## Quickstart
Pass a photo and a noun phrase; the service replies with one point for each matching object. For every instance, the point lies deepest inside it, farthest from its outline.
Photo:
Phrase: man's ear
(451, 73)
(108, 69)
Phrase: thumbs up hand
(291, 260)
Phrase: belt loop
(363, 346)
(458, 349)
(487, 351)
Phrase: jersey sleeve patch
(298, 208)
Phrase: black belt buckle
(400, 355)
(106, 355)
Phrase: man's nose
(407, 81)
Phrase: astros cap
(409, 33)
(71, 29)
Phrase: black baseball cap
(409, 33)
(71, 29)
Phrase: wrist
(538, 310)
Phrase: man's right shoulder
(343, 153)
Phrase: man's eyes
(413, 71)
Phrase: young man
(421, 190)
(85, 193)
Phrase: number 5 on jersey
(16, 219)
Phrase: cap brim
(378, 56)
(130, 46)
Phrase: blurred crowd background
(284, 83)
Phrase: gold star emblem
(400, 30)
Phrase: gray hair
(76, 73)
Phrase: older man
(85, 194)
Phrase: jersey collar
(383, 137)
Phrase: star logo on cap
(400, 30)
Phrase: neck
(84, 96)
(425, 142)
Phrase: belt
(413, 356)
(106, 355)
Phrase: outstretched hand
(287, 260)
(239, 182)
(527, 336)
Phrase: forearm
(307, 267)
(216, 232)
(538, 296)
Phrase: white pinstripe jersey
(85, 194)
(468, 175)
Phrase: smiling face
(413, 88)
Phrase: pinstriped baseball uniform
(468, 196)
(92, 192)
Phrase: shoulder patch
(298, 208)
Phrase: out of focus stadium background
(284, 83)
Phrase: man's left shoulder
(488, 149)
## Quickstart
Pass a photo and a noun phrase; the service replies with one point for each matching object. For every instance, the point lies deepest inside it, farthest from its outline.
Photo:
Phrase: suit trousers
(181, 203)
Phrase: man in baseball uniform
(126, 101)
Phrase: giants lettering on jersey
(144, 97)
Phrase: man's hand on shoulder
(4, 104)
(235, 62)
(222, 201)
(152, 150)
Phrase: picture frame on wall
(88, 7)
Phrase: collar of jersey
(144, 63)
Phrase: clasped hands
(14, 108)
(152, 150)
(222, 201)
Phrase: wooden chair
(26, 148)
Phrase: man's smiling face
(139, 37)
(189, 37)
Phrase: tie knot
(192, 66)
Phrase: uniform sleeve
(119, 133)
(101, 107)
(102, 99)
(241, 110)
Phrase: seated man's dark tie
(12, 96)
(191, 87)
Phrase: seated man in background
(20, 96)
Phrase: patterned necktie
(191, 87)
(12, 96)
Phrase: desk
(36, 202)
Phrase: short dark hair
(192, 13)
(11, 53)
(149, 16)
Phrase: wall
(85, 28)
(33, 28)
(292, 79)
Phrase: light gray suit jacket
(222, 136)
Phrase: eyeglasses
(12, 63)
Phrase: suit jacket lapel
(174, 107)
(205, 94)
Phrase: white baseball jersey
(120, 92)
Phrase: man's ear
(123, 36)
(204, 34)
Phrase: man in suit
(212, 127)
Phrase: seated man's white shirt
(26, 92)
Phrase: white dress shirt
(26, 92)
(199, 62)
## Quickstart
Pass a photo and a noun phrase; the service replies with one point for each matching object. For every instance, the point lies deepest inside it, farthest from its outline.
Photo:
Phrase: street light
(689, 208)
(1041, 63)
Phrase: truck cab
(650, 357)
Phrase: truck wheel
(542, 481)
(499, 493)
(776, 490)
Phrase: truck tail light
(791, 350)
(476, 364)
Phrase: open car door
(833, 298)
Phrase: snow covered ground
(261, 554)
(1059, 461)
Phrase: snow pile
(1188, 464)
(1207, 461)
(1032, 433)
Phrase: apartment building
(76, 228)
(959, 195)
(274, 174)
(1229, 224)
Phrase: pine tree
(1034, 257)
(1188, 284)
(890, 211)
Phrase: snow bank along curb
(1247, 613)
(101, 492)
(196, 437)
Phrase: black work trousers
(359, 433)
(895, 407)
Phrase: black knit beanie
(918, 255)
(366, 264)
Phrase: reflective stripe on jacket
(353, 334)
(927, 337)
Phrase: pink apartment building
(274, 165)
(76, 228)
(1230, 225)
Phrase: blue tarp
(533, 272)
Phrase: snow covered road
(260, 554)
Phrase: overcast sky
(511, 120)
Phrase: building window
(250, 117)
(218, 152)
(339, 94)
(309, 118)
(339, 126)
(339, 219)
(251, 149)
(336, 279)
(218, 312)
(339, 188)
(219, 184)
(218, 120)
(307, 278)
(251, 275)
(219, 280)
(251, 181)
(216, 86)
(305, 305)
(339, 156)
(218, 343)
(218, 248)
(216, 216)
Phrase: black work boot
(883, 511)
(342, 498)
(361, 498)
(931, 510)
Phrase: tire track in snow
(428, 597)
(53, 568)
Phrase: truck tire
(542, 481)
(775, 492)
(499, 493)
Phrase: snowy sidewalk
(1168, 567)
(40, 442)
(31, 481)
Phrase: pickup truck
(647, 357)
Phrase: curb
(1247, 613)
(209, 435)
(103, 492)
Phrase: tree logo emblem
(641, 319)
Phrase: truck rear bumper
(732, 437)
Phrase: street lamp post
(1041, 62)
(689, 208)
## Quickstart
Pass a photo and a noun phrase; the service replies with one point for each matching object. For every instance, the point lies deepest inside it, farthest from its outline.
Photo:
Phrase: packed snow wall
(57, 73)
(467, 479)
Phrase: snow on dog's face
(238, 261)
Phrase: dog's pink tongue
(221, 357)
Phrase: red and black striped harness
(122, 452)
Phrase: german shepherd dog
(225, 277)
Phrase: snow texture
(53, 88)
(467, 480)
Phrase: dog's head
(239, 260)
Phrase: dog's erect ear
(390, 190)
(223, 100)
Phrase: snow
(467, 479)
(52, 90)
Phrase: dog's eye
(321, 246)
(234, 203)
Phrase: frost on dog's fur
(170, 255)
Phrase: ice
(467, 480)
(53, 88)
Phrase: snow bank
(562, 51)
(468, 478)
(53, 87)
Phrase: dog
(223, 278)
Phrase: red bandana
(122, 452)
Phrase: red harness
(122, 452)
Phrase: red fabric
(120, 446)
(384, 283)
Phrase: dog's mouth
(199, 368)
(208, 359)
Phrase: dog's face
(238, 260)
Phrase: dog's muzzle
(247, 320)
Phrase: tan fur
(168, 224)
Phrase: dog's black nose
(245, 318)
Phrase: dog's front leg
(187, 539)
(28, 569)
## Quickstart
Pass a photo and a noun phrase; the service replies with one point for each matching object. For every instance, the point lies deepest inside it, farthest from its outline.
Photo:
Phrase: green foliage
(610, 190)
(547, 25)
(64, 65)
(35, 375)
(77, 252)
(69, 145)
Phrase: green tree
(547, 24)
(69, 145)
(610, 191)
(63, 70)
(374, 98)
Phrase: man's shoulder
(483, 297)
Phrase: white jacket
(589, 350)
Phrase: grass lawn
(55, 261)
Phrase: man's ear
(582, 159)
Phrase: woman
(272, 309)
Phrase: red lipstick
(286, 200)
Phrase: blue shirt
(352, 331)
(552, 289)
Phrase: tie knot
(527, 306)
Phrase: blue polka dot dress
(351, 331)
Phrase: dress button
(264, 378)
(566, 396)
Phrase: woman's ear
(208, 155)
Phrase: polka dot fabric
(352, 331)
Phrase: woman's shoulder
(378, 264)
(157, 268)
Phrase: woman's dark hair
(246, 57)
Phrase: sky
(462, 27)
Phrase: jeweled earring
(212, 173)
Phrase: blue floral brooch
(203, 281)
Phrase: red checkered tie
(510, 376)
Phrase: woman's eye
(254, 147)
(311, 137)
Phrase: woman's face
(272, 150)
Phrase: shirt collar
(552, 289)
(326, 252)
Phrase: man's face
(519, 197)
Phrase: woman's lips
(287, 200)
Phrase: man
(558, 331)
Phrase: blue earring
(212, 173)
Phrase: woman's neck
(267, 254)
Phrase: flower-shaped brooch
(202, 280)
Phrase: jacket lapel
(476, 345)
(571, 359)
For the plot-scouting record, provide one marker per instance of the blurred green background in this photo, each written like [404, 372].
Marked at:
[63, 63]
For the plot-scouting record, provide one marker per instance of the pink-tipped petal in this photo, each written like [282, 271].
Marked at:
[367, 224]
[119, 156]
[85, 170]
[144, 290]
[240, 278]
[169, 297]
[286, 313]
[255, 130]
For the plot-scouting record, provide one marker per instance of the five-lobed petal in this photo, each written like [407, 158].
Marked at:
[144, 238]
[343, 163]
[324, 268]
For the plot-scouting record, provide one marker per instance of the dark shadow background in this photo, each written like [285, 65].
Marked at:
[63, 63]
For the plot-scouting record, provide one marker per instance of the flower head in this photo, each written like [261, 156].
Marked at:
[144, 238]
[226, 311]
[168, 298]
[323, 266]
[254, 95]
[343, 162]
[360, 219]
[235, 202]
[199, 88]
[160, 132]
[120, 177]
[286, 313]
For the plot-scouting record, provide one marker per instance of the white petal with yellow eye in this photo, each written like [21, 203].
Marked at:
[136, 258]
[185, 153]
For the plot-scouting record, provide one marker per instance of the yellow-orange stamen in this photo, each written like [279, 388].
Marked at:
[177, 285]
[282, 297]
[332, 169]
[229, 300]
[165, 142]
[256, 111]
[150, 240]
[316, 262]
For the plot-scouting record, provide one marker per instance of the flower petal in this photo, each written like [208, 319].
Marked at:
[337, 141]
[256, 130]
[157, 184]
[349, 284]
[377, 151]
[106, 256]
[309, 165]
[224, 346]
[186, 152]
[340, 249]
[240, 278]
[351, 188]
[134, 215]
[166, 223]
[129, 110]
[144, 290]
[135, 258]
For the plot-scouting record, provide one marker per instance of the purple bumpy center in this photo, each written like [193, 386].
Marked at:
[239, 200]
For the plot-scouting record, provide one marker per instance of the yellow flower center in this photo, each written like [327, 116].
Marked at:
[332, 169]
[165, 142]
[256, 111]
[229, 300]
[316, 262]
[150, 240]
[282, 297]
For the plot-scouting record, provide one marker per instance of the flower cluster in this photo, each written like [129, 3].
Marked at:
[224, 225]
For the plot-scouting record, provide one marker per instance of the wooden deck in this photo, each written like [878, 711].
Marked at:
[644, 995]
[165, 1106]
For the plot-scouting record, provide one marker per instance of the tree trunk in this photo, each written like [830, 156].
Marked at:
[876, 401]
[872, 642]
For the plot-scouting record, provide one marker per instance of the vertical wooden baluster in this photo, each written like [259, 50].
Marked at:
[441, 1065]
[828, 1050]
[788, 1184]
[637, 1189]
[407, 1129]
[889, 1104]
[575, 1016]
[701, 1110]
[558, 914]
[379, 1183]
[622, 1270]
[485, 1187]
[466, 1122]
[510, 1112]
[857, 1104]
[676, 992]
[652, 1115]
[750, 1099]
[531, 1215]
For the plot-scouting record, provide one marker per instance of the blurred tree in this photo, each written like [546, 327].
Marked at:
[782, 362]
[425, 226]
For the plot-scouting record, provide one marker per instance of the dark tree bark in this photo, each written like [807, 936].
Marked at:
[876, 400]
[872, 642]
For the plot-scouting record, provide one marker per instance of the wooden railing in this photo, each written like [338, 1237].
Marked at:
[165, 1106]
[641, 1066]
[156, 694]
__________
- [Testo del compito] Puoi ricopiare tali e quali le righe dei dati qui sopra, partendo da quella che contiene "Phrase: truck wheel" e proseguendo fino a quella che contiene "(1032, 433)", entrambe incluse?

- [Risposta attesa]
Phrase: truck wheel
(542, 481)
(499, 493)
(776, 490)
Phrase: truck tail light
(791, 350)
(476, 364)
Phrase: open car door
(833, 298)
Phrase: snow covered ground
(261, 554)
(1059, 461)
Phrase: snow pile
(1188, 464)
(1207, 461)
(1032, 433)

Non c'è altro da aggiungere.